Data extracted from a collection
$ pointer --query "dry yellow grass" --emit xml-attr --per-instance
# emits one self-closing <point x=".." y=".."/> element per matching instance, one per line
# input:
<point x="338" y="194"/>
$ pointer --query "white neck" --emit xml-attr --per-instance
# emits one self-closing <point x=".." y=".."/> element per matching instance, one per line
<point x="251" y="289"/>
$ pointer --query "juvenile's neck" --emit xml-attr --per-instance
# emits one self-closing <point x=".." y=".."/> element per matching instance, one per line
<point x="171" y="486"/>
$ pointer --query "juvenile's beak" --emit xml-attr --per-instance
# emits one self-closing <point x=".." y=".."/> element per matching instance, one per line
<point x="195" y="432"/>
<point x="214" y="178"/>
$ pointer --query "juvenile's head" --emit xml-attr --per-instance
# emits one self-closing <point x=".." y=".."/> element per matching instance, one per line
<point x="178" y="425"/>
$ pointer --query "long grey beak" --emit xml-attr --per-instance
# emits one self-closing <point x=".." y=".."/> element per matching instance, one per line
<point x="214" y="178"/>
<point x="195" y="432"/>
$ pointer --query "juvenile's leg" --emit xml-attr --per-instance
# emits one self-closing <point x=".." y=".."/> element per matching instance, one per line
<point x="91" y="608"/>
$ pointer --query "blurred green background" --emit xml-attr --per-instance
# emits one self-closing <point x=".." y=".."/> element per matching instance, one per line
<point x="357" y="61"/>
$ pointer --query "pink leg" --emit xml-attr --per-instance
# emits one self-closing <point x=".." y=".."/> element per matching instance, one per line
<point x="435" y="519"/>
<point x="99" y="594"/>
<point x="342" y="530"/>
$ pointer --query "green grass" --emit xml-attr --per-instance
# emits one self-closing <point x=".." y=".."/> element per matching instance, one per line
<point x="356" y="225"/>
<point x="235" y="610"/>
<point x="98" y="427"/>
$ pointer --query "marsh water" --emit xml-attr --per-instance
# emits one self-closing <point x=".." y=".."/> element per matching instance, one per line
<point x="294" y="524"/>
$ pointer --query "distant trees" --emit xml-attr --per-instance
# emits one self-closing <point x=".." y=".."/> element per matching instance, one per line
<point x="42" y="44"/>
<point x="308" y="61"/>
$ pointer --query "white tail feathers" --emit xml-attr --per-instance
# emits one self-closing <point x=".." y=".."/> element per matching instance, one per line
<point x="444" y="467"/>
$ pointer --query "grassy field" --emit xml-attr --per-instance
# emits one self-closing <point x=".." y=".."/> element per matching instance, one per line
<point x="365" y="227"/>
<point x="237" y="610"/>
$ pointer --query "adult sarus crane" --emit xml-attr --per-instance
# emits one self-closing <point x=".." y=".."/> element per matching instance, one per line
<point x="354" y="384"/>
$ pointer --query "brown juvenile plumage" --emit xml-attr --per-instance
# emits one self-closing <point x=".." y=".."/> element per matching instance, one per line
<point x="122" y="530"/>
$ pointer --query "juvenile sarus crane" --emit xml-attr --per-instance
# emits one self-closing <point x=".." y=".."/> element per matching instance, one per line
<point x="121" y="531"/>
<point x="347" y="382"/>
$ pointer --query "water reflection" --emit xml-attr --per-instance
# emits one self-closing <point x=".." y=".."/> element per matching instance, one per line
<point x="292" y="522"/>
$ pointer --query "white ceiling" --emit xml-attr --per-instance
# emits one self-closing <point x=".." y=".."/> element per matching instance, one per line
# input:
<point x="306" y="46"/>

---

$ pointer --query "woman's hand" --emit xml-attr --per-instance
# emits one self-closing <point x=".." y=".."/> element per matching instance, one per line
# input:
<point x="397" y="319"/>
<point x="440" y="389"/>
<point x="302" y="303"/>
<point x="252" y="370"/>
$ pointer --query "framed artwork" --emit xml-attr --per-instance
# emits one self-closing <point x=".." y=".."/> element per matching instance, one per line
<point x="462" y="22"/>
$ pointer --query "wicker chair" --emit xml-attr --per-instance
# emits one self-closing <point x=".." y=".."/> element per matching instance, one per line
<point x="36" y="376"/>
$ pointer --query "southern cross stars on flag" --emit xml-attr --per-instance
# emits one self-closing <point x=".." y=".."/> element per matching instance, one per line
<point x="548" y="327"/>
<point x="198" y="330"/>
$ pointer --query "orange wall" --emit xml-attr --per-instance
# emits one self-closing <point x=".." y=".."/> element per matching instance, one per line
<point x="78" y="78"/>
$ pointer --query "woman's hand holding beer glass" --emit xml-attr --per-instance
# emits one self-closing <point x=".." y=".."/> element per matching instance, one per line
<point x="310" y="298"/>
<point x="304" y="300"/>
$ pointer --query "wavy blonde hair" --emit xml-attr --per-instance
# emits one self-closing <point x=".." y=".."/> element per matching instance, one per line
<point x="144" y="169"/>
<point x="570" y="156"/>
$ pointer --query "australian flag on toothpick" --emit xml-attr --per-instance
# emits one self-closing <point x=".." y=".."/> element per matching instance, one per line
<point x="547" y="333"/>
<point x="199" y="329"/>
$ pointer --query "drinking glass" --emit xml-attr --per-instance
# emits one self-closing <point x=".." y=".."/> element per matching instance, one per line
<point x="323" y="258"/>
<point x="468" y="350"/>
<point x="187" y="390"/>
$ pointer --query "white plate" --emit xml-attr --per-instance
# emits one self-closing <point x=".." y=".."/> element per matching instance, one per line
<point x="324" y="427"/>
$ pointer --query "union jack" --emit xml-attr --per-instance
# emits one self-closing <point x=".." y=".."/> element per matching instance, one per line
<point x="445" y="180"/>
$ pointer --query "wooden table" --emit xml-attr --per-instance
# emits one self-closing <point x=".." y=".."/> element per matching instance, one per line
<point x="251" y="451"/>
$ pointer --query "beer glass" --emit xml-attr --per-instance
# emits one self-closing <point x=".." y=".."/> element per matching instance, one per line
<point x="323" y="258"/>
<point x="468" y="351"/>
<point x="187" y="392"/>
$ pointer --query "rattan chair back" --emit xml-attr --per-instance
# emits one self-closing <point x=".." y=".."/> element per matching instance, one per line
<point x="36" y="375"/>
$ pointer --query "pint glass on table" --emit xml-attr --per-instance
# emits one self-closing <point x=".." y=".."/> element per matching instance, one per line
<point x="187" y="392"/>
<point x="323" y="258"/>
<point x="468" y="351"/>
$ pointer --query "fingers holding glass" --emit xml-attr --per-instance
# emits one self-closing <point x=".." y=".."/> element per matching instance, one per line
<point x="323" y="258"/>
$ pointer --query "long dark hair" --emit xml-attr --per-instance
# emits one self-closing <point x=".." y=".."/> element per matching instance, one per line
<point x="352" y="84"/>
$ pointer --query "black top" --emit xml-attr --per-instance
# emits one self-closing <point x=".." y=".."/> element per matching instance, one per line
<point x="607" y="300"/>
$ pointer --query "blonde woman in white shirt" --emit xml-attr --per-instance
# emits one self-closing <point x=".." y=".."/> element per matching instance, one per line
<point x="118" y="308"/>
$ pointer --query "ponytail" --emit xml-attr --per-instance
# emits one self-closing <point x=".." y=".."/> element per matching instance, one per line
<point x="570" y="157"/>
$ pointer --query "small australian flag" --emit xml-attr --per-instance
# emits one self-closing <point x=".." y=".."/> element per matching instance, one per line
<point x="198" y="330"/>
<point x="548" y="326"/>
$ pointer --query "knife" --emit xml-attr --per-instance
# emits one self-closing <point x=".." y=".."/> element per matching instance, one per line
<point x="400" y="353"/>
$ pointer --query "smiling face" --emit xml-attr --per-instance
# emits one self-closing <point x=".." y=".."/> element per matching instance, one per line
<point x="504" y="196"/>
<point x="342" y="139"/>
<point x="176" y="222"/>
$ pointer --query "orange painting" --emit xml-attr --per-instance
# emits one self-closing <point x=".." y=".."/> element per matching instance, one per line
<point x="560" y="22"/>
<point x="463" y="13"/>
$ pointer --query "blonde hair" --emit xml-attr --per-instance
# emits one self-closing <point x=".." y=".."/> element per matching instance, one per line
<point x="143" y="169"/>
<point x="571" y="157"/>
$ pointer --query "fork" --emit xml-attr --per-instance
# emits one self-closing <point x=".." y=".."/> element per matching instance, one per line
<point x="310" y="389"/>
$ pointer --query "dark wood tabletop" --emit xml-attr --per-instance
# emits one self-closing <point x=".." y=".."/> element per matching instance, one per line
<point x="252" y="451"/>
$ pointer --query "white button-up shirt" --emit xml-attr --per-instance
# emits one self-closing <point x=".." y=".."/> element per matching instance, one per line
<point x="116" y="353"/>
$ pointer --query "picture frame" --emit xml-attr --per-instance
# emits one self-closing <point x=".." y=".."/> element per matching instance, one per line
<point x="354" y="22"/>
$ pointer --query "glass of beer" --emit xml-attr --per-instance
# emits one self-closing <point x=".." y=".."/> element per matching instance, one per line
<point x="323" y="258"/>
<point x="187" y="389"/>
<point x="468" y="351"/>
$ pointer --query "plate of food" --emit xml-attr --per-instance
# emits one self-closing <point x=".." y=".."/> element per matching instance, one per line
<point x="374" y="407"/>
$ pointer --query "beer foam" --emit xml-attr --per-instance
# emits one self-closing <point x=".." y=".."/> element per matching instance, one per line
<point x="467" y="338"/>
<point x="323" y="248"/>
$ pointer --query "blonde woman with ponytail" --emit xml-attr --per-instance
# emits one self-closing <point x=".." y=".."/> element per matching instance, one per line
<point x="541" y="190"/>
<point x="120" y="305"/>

--

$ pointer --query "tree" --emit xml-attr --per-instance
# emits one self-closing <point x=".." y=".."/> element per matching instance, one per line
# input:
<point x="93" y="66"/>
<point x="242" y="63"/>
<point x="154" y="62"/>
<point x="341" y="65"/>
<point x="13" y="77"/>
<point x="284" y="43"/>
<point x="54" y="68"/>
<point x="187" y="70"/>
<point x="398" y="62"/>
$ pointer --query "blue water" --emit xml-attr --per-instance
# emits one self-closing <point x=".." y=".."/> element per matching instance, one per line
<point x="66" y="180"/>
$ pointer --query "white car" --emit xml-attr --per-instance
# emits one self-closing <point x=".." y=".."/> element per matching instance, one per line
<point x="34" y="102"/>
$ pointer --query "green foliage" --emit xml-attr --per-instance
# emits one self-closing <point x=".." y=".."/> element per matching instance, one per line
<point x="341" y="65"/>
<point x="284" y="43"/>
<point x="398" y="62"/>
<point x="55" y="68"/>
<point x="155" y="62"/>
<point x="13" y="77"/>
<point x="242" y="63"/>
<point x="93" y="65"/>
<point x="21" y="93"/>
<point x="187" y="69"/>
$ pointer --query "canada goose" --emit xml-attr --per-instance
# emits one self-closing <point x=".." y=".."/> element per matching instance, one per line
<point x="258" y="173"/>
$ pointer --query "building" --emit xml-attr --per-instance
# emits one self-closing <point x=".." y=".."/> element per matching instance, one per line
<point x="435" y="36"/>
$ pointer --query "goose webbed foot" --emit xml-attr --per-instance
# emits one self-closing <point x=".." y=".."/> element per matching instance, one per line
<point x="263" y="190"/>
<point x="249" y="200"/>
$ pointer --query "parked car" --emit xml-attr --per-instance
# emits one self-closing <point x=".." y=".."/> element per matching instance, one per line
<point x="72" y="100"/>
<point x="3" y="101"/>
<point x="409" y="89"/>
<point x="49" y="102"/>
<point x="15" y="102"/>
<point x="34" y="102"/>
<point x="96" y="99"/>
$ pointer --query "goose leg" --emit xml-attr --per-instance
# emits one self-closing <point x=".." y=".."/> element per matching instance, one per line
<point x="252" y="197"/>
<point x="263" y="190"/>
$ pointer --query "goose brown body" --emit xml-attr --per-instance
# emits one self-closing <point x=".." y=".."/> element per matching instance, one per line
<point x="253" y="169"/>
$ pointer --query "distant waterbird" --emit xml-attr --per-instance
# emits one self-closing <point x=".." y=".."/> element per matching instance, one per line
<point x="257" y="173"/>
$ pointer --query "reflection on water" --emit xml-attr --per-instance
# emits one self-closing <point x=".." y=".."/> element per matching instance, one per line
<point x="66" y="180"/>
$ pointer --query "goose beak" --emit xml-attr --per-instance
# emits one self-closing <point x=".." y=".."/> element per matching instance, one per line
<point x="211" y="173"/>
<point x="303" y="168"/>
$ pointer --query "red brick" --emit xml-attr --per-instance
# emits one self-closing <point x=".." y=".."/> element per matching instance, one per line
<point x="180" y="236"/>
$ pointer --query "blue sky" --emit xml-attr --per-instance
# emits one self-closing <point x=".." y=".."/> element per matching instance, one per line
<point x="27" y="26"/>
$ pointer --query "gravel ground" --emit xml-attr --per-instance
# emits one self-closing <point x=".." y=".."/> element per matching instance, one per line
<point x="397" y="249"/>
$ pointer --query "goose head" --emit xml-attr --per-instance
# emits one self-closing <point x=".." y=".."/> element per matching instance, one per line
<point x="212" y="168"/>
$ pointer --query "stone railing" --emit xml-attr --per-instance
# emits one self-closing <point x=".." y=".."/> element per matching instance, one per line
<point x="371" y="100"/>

*Task statement*
Answer with a single number, the count of lines in the data that contain "blue".

*Task response*
2